=== What the task asks ===
All records must be restated word for word.

(Stored items)
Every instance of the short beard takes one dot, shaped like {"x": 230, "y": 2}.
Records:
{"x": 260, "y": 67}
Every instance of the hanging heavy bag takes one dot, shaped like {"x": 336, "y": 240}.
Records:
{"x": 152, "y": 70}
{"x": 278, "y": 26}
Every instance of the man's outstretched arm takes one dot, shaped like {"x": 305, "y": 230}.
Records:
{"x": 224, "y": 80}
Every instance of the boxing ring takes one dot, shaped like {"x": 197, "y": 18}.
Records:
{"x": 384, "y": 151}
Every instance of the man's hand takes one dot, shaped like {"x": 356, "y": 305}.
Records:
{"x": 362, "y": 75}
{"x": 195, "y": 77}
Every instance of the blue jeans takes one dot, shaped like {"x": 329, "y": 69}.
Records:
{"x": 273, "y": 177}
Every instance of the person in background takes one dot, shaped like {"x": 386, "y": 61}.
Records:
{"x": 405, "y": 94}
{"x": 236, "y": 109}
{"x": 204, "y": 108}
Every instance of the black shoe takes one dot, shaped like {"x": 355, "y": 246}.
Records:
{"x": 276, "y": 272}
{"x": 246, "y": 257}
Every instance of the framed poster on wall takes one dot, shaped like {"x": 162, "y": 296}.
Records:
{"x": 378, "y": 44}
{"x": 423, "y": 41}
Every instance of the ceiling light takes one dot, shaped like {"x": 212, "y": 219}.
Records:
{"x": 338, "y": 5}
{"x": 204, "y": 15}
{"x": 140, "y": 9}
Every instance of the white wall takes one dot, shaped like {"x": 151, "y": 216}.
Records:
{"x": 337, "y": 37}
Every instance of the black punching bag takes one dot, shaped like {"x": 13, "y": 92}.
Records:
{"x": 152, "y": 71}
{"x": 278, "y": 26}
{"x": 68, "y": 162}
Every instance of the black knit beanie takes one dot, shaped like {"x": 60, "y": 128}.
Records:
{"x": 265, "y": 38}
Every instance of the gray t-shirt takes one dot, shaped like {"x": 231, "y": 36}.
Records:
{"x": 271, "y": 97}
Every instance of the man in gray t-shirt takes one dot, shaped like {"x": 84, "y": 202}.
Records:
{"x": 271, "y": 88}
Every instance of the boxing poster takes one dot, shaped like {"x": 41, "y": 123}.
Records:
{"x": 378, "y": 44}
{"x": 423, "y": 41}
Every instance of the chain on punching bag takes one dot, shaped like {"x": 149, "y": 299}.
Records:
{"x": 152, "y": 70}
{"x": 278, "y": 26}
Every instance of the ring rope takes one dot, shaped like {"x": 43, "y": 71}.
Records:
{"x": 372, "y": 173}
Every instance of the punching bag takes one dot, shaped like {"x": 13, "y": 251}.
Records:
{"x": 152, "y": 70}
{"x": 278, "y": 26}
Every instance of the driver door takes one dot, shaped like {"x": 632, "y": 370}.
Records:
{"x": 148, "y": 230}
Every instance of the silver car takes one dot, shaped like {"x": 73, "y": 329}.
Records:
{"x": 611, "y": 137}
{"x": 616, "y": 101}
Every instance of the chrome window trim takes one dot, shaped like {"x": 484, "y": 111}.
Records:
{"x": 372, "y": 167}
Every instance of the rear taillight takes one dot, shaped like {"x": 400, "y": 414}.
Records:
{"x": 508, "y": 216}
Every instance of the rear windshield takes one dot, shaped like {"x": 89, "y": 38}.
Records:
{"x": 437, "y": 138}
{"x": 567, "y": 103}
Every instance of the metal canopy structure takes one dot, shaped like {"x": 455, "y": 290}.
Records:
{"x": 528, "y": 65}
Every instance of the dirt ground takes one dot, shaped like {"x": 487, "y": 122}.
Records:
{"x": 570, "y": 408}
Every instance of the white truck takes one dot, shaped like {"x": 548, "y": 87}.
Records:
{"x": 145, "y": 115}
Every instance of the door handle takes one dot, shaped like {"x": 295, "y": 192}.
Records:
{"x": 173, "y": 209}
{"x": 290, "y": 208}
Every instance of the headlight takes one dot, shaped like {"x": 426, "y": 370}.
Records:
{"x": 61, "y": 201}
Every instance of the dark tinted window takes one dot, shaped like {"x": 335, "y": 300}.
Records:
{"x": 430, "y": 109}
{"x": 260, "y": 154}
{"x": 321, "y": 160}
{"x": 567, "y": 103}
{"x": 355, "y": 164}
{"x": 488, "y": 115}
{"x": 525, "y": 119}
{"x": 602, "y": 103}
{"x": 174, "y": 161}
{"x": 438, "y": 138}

=== Answer section ===
Every instance of the short beard takes one dot, shaped like {"x": 230, "y": 2}.
Records:
{"x": 260, "y": 67}
Every instance of the hanging heavy bag takes one dot, shaped like {"x": 336, "y": 240}.
Records:
{"x": 152, "y": 70}
{"x": 278, "y": 26}
Every instance of the man's outstretched arm takes one dot, shaped like {"x": 305, "y": 230}.
Records:
{"x": 224, "y": 80}
Every instance of the boxing ring takes one dot, shaped like {"x": 197, "y": 18}.
Records:
{"x": 384, "y": 151}
Every instance of the man's hand takes one dot, shaped like {"x": 356, "y": 305}.
Records:
{"x": 362, "y": 75}
{"x": 195, "y": 77}
Every instance of the blue jeans takes one dot, shaped like {"x": 329, "y": 69}.
Records:
{"x": 273, "y": 177}
Every instance of the person in background takes one dot, shaped like {"x": 386, "y": 61}.
Records:
{"x": 405, "y": 94}
{"x": 236, "y": 109}
{"x": 204, "y": 108}
Every instance of the black shoe takes one dot, shaped like {"x": 355, "y": 246}.
Records:
{"x": 276, "y": 272}
{"x": 246, "y": 257}
Every instance of the framed poster on wall takes one dot, shaped like {"x": 162, "y": 296}.
Records:
{"x": 378, "y": 44}
{"x": 423, "y": 41}
Every instance of the ceiling light takes one dot, shaped like {"x": 212, "y": 219}.
Records:
{"x": 338, "y": 5}
{"x": 204, "y": 15}
{"x": 140, "y": 9}
Every instance of the white wall takes one dot, shaped like {"x": 151, "y": 216}.
Records:
{"x": 337, "y": 37}
Every instance of the black punching bag takes one dot, shaped like {"x": 13, "y": 92}.
Records:
{"x": 152, "y": 71}
{"x": 278, "y": 26}
{"x": 68, "y": 162}
Every instance of the black knit beanie takes one dot, shaped like {"x": 60, "y": 128}.
Records:
{"x": 265, "y": 38}
Every instance of the gray t-shirt takes one dot, shaped like {"x": 231, "y": 36}.
Records:
{"x": 271, "y": 97}
Every instance of the man in gray t-shirt takes one dot, shaped like {"x": 84, "y": 202}.
Records:
{"x": 271, "y": 88}
Every instance of the boxing poster takes one dot, shaped like {"x": 41, "y": 123}.
Records:
{"x": 378, "y": 44}
{"x": 423, "y": 41}
Every instance of the chain on punching bag takes one dot, shaped like {"x": 149, "y": 299}.
Records:
{"x": 152, "y": 70}
{"x": 278, "y": 26}
Every instance of the ring rope takes one dot, shaped like {"x": 43, "y": 71}.
Records:
{"x": 372, "y": 173}
Every instance of the punching bag takes one dot, shaped like {"x": 13, "y": 251}.
Records:
{"x": 152, "y": 70}
{"x": 278, "y": 26}
Every instance of the driver door takes one dot, shaped like {"x": 632, "y": 370}.
Records:
{"x": 148, "y": 230}
Every instance of the silver car takes one dot, shaped like {"x": 73, "y": 329}.
Records:
{"x": 611, "y": 137}
{"x": 616, "y": 101}
Every instance of the chrome window trim takes one dot, shaped like {"x": 484, "y": 111}.
Records:
{"x": 372, "y": 167}
Every instance of the rear taillight takes one dot, shaped like {"x": 400, "y": 414}.
Records:
{"x": 508, "y": 216}
Every instance of the rear windshield takes one dot, shaped like {"x": 89, "y": 38}.
Records:
{"x": 437, "y": 138}
{"x": 567, "y": 103}
Every instance of the metal canopy structure takes one dot, shaped like {"x": 455, "y": 290}.
Records:
{"x": 528, "y": 65}
Every instance of the dirt ground takes one dot, shaped like {"x": 487, "y": 122}.
Records:
{"x": 570, "y": 408}
Every instance of the white truck takes one dot, shaped like {"x": 548, "y": 87}.
Records:
{"x": 145, "y": 115}
Every instance of the door handle takes one dot, shaped like {"x": 295, "y": 192}.
Records:
{"x": 173, "y": 209}
{"x": 290, "y": 208}
Every instance of the headlight takes one dot, shaped like {"x": 426, "y": 370}.
Records:
{"x": 61, "y": 201}
Every instance of the dark tinted window takes one dot, shaped like {"x": 335, "y": 300}.
Records:
{"x": 430, "y": 109}
{"x": 260, "y": 154}
{"x": 321, "y": 160}
{"x": 567, "y": 103}
{"x": 355, "y": 164}
{"x": 488, "y": 115}
{"x": 525, "y": 119}
{"x": 602, "y": 103}
{"x": 174, "y": 161}
{"x": 438, "y": 138}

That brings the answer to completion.